• Written instruction: Pick out each line of the items below that contains the string "parachute", treating uppercase and lowercase as distinct, and copy those lines.

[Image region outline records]
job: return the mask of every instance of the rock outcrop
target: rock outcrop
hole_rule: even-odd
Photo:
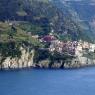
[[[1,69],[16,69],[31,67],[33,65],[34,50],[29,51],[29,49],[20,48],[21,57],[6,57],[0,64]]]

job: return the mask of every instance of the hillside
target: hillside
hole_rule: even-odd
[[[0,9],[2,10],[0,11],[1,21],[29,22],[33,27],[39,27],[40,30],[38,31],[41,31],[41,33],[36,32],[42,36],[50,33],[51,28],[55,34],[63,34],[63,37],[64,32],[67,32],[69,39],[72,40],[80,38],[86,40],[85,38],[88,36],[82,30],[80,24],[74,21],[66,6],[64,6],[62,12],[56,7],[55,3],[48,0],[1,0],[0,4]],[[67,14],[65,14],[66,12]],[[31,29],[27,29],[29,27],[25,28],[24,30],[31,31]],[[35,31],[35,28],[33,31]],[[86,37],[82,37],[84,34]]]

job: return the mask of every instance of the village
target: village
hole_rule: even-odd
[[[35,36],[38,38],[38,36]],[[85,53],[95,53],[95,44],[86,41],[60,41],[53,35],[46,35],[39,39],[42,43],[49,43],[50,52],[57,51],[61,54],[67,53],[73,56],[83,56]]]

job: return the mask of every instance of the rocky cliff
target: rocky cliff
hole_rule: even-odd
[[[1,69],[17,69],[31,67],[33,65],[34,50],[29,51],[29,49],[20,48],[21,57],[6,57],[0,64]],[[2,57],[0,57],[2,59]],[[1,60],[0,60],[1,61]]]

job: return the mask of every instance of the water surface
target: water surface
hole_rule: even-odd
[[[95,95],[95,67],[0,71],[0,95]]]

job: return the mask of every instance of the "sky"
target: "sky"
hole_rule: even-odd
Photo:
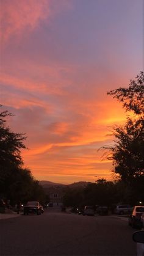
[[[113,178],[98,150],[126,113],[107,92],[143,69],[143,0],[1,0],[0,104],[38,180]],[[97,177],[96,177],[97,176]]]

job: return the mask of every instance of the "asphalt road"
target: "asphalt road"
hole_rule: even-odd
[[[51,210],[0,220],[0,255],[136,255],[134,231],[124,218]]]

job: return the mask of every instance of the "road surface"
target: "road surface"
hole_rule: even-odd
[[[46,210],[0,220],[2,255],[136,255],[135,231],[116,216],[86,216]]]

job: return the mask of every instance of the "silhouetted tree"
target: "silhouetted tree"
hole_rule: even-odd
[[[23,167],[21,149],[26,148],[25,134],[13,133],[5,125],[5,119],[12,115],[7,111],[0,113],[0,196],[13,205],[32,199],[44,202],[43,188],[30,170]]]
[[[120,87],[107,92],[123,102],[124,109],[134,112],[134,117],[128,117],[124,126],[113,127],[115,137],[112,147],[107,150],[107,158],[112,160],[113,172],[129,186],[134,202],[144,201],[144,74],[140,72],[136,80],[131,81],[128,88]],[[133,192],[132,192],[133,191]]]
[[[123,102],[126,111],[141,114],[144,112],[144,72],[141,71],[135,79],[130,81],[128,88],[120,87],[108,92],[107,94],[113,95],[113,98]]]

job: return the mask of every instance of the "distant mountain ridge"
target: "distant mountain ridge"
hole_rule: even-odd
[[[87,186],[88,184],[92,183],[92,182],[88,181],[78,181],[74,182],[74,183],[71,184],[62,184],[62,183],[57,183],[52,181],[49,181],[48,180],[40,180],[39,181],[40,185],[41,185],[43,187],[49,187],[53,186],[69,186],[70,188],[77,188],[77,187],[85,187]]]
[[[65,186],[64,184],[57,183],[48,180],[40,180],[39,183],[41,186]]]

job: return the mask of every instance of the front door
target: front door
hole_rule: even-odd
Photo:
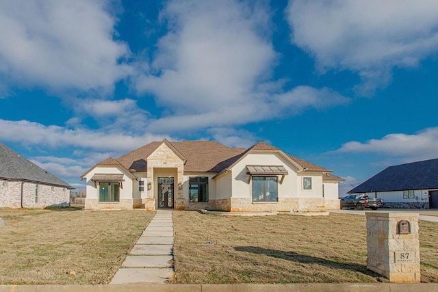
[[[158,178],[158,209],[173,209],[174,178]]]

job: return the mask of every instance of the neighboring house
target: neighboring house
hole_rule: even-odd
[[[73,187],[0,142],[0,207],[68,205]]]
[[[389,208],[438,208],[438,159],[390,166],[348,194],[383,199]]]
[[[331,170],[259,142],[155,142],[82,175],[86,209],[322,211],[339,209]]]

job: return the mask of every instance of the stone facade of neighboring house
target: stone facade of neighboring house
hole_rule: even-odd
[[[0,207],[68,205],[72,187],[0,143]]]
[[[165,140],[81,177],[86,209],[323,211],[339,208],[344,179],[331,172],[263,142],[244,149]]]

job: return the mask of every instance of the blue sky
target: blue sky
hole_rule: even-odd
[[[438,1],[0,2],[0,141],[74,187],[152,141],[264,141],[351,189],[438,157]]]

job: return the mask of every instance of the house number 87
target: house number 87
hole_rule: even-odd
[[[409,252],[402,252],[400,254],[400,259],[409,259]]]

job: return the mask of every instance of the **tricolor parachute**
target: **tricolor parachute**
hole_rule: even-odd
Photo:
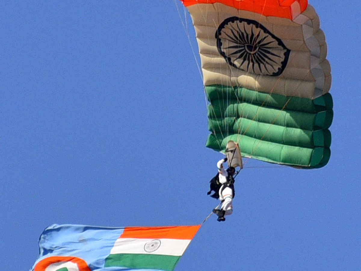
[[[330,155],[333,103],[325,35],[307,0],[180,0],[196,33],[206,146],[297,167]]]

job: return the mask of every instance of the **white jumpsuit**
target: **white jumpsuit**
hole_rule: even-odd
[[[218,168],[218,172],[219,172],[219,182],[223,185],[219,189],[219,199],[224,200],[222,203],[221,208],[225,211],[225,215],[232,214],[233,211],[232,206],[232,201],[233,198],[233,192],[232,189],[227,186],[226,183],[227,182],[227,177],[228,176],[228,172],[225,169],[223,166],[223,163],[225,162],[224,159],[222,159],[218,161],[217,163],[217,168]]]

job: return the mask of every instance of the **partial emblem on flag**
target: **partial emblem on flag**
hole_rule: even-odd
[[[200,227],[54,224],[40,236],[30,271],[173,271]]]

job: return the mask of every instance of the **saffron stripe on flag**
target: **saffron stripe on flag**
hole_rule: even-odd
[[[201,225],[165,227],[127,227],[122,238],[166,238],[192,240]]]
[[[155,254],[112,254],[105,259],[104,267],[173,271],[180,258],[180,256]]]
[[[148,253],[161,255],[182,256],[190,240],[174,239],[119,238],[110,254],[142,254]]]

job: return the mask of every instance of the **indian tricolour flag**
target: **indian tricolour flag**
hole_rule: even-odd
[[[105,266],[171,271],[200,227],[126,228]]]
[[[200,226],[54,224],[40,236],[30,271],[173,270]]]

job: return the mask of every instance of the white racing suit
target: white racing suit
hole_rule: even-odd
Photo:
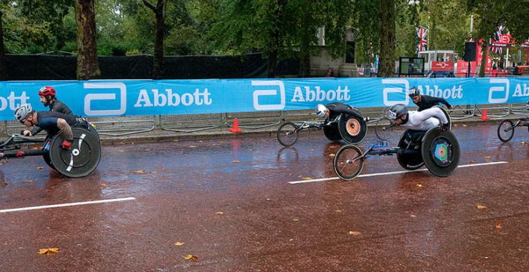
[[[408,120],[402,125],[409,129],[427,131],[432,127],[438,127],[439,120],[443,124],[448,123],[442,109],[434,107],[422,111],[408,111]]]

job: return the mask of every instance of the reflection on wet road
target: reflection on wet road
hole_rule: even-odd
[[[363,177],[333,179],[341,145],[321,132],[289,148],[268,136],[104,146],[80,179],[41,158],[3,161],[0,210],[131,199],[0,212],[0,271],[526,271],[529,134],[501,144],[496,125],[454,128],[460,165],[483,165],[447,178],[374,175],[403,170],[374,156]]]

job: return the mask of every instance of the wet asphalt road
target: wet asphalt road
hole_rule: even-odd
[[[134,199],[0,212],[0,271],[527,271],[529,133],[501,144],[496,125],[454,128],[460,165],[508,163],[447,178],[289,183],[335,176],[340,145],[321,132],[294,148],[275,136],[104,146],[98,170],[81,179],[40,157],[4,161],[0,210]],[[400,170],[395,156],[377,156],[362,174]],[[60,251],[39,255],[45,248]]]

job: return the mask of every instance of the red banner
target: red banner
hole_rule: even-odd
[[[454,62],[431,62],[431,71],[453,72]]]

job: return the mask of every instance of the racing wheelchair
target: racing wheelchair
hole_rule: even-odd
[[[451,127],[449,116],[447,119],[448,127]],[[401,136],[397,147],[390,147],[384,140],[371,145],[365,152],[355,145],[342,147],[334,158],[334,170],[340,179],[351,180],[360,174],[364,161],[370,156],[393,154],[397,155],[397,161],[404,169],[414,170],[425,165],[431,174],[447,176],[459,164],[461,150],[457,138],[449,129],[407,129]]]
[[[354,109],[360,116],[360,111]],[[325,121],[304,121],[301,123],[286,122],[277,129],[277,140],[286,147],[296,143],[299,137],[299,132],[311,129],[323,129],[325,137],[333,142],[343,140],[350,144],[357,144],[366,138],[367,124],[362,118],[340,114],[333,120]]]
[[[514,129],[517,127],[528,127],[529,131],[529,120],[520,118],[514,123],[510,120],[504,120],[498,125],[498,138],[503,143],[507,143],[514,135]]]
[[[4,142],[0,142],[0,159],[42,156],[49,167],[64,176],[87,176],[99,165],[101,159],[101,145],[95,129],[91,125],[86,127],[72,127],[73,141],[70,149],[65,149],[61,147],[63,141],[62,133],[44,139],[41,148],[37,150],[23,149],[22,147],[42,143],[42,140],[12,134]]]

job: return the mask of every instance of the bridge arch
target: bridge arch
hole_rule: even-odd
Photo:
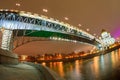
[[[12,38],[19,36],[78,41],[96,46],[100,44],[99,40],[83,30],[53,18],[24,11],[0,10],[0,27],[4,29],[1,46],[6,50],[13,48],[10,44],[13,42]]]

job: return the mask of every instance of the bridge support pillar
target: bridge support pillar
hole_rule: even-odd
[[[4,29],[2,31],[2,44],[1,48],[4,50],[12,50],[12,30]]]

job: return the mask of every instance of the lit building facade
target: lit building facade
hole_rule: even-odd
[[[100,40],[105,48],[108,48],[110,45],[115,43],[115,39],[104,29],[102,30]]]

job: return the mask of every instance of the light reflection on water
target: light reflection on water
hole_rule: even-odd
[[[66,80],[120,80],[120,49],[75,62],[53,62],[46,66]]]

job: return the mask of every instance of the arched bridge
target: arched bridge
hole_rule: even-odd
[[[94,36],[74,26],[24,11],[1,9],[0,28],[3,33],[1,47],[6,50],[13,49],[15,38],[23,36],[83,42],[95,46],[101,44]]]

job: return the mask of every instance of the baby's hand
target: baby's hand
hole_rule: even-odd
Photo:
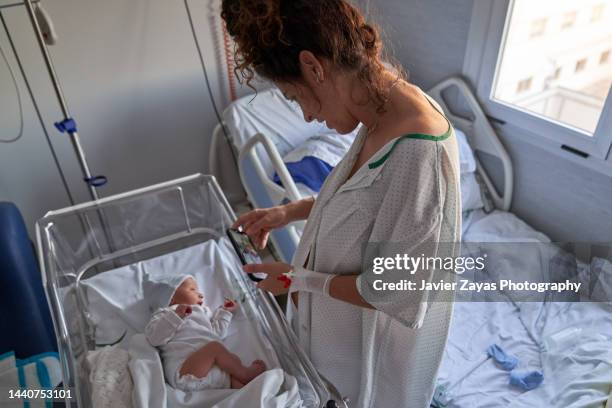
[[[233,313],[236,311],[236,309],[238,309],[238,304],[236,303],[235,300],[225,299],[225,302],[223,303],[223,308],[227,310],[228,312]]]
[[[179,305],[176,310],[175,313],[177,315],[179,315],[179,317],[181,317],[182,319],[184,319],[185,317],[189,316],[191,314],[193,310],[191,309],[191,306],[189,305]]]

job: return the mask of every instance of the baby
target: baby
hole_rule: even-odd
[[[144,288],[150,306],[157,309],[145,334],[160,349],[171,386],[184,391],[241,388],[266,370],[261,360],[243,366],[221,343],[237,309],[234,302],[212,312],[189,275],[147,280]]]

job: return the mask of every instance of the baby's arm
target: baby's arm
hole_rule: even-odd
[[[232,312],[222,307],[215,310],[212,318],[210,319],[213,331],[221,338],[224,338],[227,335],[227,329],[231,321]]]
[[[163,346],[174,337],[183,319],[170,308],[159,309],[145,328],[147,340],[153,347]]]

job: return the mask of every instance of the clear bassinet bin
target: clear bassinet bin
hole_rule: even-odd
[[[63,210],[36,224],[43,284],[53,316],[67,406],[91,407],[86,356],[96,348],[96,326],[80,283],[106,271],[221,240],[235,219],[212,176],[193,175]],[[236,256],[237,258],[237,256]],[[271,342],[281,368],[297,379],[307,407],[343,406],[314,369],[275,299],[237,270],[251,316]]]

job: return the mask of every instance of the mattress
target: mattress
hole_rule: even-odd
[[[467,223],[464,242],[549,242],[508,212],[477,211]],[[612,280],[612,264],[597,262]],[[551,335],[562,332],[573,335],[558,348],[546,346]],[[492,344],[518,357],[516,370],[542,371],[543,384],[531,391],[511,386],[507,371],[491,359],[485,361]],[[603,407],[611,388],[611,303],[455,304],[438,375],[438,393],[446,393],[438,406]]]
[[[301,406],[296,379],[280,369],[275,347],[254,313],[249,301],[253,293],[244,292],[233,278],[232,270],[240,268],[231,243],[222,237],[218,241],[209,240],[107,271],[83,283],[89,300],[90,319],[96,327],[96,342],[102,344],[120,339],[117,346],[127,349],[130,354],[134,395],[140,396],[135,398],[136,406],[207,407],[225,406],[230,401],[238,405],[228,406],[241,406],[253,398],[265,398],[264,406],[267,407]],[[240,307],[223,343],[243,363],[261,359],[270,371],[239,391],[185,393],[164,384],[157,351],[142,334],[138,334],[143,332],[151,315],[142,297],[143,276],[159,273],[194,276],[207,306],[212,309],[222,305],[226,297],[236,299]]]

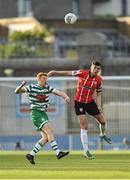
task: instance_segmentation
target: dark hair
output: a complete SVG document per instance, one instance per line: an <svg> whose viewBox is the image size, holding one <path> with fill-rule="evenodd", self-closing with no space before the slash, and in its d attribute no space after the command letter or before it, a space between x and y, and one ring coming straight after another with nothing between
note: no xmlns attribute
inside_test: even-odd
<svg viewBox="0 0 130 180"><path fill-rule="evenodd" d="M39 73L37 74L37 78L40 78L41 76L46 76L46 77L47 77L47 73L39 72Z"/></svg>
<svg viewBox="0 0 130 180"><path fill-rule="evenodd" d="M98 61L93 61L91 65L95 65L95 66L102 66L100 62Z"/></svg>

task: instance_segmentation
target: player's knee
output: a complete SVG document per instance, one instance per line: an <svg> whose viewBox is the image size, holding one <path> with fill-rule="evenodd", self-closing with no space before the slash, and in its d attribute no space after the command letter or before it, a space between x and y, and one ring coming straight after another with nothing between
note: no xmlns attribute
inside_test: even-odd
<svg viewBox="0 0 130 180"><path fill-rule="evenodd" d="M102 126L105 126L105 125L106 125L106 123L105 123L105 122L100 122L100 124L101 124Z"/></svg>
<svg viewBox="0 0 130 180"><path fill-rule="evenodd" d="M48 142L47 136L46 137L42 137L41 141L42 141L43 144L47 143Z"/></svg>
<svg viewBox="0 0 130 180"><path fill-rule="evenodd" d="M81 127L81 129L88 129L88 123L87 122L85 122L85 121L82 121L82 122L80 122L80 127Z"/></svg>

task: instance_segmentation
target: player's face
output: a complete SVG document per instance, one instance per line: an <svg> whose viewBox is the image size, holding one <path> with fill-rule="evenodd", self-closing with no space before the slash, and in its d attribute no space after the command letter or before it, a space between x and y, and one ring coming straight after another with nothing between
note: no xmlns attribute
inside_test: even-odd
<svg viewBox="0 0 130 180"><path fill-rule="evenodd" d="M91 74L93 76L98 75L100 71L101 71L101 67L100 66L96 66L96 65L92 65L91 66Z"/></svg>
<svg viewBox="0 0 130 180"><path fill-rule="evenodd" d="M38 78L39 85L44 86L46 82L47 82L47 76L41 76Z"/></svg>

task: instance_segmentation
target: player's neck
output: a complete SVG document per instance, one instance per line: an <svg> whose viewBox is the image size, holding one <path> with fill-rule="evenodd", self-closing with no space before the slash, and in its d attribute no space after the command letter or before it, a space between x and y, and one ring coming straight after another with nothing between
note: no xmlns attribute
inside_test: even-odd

• Output below:
job: return the mask of every instance of the **tricolor parachute**
target: **tricolor parachute**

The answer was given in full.